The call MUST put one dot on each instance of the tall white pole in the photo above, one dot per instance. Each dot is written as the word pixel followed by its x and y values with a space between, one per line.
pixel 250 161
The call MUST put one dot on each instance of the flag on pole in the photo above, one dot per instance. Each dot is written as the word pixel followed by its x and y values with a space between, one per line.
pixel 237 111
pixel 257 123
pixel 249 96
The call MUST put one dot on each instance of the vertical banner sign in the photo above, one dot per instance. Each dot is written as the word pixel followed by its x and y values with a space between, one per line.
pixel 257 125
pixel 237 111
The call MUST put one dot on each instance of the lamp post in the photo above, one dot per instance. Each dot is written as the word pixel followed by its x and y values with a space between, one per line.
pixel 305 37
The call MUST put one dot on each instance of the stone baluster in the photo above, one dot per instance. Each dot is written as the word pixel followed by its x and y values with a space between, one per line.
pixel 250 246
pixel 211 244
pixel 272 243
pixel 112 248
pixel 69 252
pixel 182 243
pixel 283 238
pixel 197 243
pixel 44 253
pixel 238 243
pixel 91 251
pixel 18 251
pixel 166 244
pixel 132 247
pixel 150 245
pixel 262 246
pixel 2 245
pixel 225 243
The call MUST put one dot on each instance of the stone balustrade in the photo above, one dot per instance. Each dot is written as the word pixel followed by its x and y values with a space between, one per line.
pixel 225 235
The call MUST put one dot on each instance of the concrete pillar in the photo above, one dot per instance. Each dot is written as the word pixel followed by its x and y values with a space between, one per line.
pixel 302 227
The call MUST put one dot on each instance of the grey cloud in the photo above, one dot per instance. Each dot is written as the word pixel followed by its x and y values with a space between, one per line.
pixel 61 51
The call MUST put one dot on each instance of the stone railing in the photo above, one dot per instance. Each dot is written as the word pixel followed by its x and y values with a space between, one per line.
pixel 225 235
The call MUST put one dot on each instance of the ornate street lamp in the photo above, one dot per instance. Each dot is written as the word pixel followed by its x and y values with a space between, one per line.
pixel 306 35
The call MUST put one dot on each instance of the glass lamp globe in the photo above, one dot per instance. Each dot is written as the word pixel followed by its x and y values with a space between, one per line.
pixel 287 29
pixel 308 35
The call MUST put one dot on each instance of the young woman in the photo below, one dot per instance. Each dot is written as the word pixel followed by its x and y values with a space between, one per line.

■ ■ ■ ■

* _Task requirements_
Your task is to output exactly the lines running from the one with "the stone baluster" through the final line of the material above, with both ends included.

* _Complete answer_
The call MUST put one dot on each instance of the stone baluster in the photo above, one dot per instance. Each dot is written as the word pixel followed by its x and y values with a space between, one per line.
pixel 250 246
pixel 211 244
pixel 272 243
pixel 112 248
pixel 69 252
pixel 182 243
pixel 283 238
pixel 197 243
pixel 44 253
pixel 238 243
pixel 91 251
pixel 18 251
pixel 166 244
pixel 132 247
pixel 150 245
pixel 262 246
pixel 2 245
pixel 225 243
The call MUST put one dot on each instance of the stone balustrade in the photo above, one dot per instance. Each dot is written as the word pixel followed by its x and y values with a space between, one per line.
pixel 225 235
The call MUST put one dot on each instance of the concrete pillar in the photo above, one dot per instance. Each dot is written as the word pixel followed by its x and y values with a space between, one per line.
pixel 302 227
The call MUST put one dot on each instance of the grey cloud in the photo above, one dot per instance. Each dot is written as the word pixel followed by its x and y values with a space between, one per line.
pixel 61 51
The call MUST put one dot on each instance of the stone railing in the photo above, one dot per instance. Each dot is written as the word pixel followed by its x and y values with a space between, one per line.
pixel 225 235
The call MUST put one dot on each instance of the ornate street lamp in the photo above, one dot per instance. Each dot is written as the word pixel followed by its x and y values with a space between, one per line.
pixel 306 35
The call MUST put one dot on each instance of the glass lamp globe in the photo above, one dot per instance. Each dot is written as the word pixel followed by its x and y values with a space between, one per line.
pixel 287 29
pixel 308 35
The call MUST put one dot on each instance of the young woman in the photo below, one dot per instance. Each dot is written as the word pixel followed by its x and y values with a space between, one per line.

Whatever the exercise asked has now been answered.